··· Quoted text ···

# Am I overreacting



## melissab (Sep 22, 2012)

To others this may sound childish but to me it's extremely hurtful and makes me feel horrible. 

Tonight my husband (almost 7 years) tells me he is taking just his mother out for dinner to a fancy place. He then tells me that it's just a mother-son dinner. So I am not invited! She has not done anything or helped either one of us in a long time so I know that it's not a payback or nice gesture he wants to recognize her for. 

About 5 years ago, she invited just my husband over for dinner and not me. I told me husband how much it hurt and he said that he understood but didn't know how to handle the situation. But now he's the one causing it. I said that it would be a different story if we all made plans and something came up where I had to work, or couldn't make it and I would have them keep their plans. 

When I told him that I am hurt and it's not right to purposely exclude me he says "well you can choose to handle it another way". He ended up falling asleep and I cannot sleep because of all this anger. 

We've been together for a long time (15 years and married almost 7). We've had a rocky marriage/ relationship at the beginning but now it's solid. We do everything together. So now this is making me think is something more going on? Is he cheating on me? What else doesn't he want me involved in with? 

What are your thoughts and ideas? Is it wrong for a spouse to purposely exclude the other (not including boy-night out or ladies get together). 
Thank you


----------



## CanadianGuy (Jun 17, 2012)

Yes, you may be just a bit over the top here. It's not really about you at all. A lot of mothers revel in attention from their sons. That's just the way it is. I go out with just my mother every once and awhile and it's usually for lunch. I know she appreciates it as do I. Please be happy for him and her. I don't think this is a sign of cheating. 

It's really okay.


----------



## melissab (Sep 22, 2012)

Thank you for your response. Mother in law and I have been having a struggling relationship and I've been working on it and making a big effort and feel that this could be a step back. Also, She has tried to always exclude me and just spend time with him. It just feels like my husband doesn't care to my feeling or thoughts. He did not once try to comfort me or make it better. I don't want to sound like a major codependent person but my mother just cut me out of her life (2 months ago) and that still burns and would love that motherly love.

··· Extracted entries ···

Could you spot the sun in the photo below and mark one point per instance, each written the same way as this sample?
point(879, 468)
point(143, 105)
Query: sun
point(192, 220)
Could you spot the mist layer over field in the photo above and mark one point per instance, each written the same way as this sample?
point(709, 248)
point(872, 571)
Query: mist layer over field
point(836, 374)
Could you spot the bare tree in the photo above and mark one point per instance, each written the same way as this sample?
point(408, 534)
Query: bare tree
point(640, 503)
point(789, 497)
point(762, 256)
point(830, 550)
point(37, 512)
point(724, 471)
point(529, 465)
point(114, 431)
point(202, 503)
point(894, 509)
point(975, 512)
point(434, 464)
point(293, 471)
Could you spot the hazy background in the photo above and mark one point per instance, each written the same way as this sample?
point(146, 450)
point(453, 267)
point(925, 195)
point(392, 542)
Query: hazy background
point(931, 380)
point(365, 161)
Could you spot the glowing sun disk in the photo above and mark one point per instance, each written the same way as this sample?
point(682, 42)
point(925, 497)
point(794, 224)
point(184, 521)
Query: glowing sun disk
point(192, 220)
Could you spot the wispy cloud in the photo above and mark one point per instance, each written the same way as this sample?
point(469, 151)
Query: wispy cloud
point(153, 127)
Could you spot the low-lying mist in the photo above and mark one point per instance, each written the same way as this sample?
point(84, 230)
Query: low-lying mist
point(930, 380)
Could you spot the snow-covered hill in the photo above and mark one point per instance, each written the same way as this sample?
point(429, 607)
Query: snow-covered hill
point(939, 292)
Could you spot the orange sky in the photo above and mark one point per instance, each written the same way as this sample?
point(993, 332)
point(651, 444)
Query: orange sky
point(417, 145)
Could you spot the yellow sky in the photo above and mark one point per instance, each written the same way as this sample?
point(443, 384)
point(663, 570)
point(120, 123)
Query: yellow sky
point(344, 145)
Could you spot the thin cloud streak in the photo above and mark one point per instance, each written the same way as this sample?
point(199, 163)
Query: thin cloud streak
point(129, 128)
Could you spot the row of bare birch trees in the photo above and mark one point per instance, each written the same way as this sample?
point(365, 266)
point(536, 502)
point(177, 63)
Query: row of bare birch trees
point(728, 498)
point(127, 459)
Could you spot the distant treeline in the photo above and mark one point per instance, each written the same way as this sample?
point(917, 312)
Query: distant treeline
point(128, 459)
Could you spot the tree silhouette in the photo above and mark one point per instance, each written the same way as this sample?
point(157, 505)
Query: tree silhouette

···

- [Objective 1]: Could you format the records, starting at the line containing "Could you spot the glowing" and ending at the line containing "point(417, 145)", as a JSON list of strings with one string per line and blank lines left out?
- [Objective 2]: Can you pick up the forum thread about the mother-son dinner and continue it past the last post shown?

- [Written response 1]:
[
  "Could you spot the glowing sun disk in the photo above and mark one point per instance, each written the same way as this sample?",
  "point(682, 42)",
  "point(925, 497)",
  "point(794, 224)",
  "point(184, 521)",
  "Query: glowing sun disk",
  "point(192, 220)",
  "Could you spot the wispy cloud in the photo above and mark one point per instance, each written the same way as this sample?",
  "point(469, 151)",
  "Query: wispy cloud",
  "point(153, 127)",
  "Could you spot the low-lying mist in the photo above and mark one point per instance, each written the same way as this sample?",
  "point(84, 230)",
  "Query: low-lying mist",
  "point(930, 380)",
  "Could you spot the snow-covered hill in the photo above and mark one point per instance, each written the same way as this sample?",
  "point(429, 607)",
  "Query: snow-covered hill",
  "point(939, 292)",
  "Could you spot the orange sky in the photo above and mark one point per instance, each written the same way as this sample?",
  "point(993, 332)",
  "point(651, 444)",
  "Query: orange sky",
  "point(417, 145)"
]

- [Written response 2]:
----------



## CanadianGuy (Jun 17, 2012)

I see. Well perhaps your mother in law finds your relationship strained too ( ? ). Give them some space. It's a gift. I would also add that your MIL will probably not feel pressured to behave in a certain way if it is just her and her son. Make sense? I'm sorry to hear your mother and you have not spoken for a couple of months.


----------



## Chelle D (Nov 30, 2011)

I think a son taking his mother out to dinner (Just mother & son.. no one else) is a very sweet thing to do.
His mother can relax & have a pleasant evening without having to watch what she is saying & infront of whom she is saying it.

Maybe she wants to vent about her husband, her work, or her health.. and she does not want anyone else to know...

Whatever the reason, I think it is perfectly normal.
Yes, I do think you are overreacting. 

Now.. if you find out later that he did NOT take his mother out to the dinner. That it was just a ruse to get out of the house all dressed up without you knowing why... .THEN you have a reason to worry.

But with what you've said.. Just sounds like you are worrying over nothing. You are letting your feelings get hurt too easily. 

It is not up to your husband to make you feel better about this. He cannot control your feelings, only you can. Only you can control your reactions to these feelings of jealousy. I'd suggest going out to the movies with a friend that night.. so that you are less tempted to sit at home & "brood". Does that make sense?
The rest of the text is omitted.